LISTED ENTRIES START

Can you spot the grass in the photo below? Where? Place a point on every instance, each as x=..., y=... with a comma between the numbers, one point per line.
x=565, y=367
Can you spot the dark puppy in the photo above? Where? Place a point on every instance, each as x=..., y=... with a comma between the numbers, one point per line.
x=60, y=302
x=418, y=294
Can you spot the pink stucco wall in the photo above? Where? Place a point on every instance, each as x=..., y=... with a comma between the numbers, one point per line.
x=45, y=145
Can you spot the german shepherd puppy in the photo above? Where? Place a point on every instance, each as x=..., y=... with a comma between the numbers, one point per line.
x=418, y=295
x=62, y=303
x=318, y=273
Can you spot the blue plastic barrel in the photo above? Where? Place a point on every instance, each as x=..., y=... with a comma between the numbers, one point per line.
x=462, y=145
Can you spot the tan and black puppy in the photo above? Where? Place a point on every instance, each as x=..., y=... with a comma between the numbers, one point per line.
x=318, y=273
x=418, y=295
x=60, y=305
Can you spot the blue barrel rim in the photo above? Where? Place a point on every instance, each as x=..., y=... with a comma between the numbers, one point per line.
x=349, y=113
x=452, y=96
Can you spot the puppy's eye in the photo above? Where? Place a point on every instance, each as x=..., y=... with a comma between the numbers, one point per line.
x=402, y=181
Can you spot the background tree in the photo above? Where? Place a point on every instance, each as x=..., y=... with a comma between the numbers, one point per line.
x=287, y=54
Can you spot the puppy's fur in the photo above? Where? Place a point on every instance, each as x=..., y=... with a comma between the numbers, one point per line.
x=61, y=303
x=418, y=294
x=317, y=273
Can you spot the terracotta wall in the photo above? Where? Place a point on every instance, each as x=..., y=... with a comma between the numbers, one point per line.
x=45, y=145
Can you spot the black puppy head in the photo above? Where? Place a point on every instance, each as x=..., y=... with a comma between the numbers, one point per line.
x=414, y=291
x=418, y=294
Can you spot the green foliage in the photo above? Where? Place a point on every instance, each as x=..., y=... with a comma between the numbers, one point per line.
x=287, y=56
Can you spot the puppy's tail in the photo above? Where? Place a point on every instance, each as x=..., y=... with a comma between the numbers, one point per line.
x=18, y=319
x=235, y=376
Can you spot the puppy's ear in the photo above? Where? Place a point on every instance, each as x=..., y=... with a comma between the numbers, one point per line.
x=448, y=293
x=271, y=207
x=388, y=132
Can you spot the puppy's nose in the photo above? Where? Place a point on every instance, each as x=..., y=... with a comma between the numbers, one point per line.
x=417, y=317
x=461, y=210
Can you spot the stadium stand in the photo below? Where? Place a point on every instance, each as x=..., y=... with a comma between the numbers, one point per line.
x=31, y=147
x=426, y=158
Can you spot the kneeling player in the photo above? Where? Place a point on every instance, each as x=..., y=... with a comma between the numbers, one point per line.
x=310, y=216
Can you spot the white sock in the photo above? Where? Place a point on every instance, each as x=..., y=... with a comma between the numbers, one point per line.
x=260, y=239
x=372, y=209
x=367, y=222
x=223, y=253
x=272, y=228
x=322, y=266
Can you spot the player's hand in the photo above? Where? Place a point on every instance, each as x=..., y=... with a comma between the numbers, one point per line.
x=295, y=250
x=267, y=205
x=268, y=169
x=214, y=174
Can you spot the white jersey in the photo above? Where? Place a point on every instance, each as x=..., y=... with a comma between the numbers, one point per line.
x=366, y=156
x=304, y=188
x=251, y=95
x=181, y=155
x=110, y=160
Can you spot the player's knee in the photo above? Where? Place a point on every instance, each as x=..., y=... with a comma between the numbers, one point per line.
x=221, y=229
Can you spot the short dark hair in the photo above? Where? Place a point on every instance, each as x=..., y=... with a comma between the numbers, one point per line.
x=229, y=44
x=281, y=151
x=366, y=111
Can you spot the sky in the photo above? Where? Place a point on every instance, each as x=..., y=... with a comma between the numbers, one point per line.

LISTED ENTRIES END

▶ TASK REQUIREMENTS
Write down every line of the data exactly as it appears above.

▶ PROBLEM SOLUTION
Can you spot the grass in the photo below? Where? Place a point on every instance, each as x=..., y=... with a comma between the numbers, one point per line.
x=565, y=367
Can you spot the dark puppy in the photo above? Where? Place a point on every instance, each as x=..., y=... with a comma between the numbers, one point per line.
x=60, y=302
x=418, y=294
Can you spot the pink stucco wall in the photo above? Where? Place a point on every instance, each as x=..., y=... with a comma between the numbers, one point per line.
x=45, y=145
Can you spot the german shepherd puppy in the photo above? Where? Place a point on every instance, each as x=..., y=... with a comma between the numbers, one point per line.
x=418, y=295
x=62, y=303
x=318, y=273
Can you spot the blue plastic barrel in the photo above? Where? Place a point on every instance, each as x=..., y=... with a comma between the numbers, one point per line.
x=462, y=145
Can you spot the tan and black puppy in the photo above? Where? Place a point on every instance, each as x=..., y=... with a comma between the numbers, one point per line.
x=318, y=273
x=418, y=295
x=60, y=305
Can you spot the blue barrel rim in the photo above? Where? Place a point on every instance, each as x=..., y=... with a comma between the numbers, one point per line.
x=349, y=113
x=452, y=96
Can you spot the puppy's eye in the photo above? Where? Place a point on every instance, each as x=..., y=... with a comma between the numbers, one point per line.
x=402, y=181
Can you spot the background tree in the photo above? Where? Place a point on every instance, each as x=..., y=... with a comma between the numbers, one point per line.
x=287, y=54
Can you spot the puppy's fur in the photo above? Where? Place a point on every instance, each as x=..., y=... with a comma between the numbers, one point per line.
x=61, y=303
x=418, y=294
x=317, y=273
Can you spot the terracotta wall in the photo above? Where? Place a point on every instance, each as x=..., y=... with a comma between the numbers, one point per line.
x=45, y=145
Can you spot the black puppy head in the photo above? Where? Place a point on every instance, each as x=..., y=... with a comma between the numbers, one point per line.
x=414, y=291
x=418, y=294
Can you spot the green foliage in the photo above? Where? Place a point on every instance, each as x=..., y=... with a comma between the numbers, one point per line.
x=287, y=56
Can you spot the puppy's tail in the photo above? Where? Place a point on every instance, each as x=..., y=... with a comma between the numbers, one point per line.
x=18, y=319
x=235, y=376
Can you spot the puppy's ear in the photo above? Where? Place a point on every instance, each as x=..., y=... with a comma between the numbers, one point per line.
x=448, y=293
x=271, y=207
x=388, y=132
Can you spot the puppy's nose in the photo above? Where? Place a point on every instance, each as x=..., y=... with a comma between the numbers, one point per line.
x=417, y=317
x=461, y=210
Can you spot the stadium stand in the photo below? Where? Place a point on every instance, each as x=..., y=... with a comma between the numbers, one point per line.
x=31, y=147
x=426, y=158
Can you spot the kneeling player in the photo above? Where? Place a point on every instance, each as x=..., y=... with a comma between the numbers, one point per line.
x=310, y=216
Can you spot the white sock in the photo above? Where? Place a point on every instance, each as x=..., y=... with a comma between the numbers, one point per line.
x=260, y=239
x=372, y=209
x=367, y=222
x=223, y=253
x=272, y=228
x=322, y=266
Can you spot the player's hand in the photo above? Where? Place a point on every instance, each as x=..., y=... with a comma between the numbers, one point per line.
x=295, y=250
x=267, y=205
x=268, y=169
x=214, y=174
Can you spot the white jersey in the photo above? Where? Place a point on every instance, each as x=..., y=... with a comma between the numbers, one point per line.
x=366, y=156
x=304, y=188
x=251, y=95
x=181, y=155
x=110, y=160
Can you spot the player's knee in the photo above? Where? Place a point on every instance, each as x=..., y=... with a comma between the numbers, one point per line.
x=221, y=229
Can you spot the short dark hair in the photo above? Where? Place a point on every instance, each as x=..., y=... with a comma between the numbers, one point per line.
x=229, y=44
x=281, y=151
x=366, y=111
Can you spot the sky in the photo above? Where? Place a point on every instance, each as x=..., y=... with a comma between the numbers, one point per line.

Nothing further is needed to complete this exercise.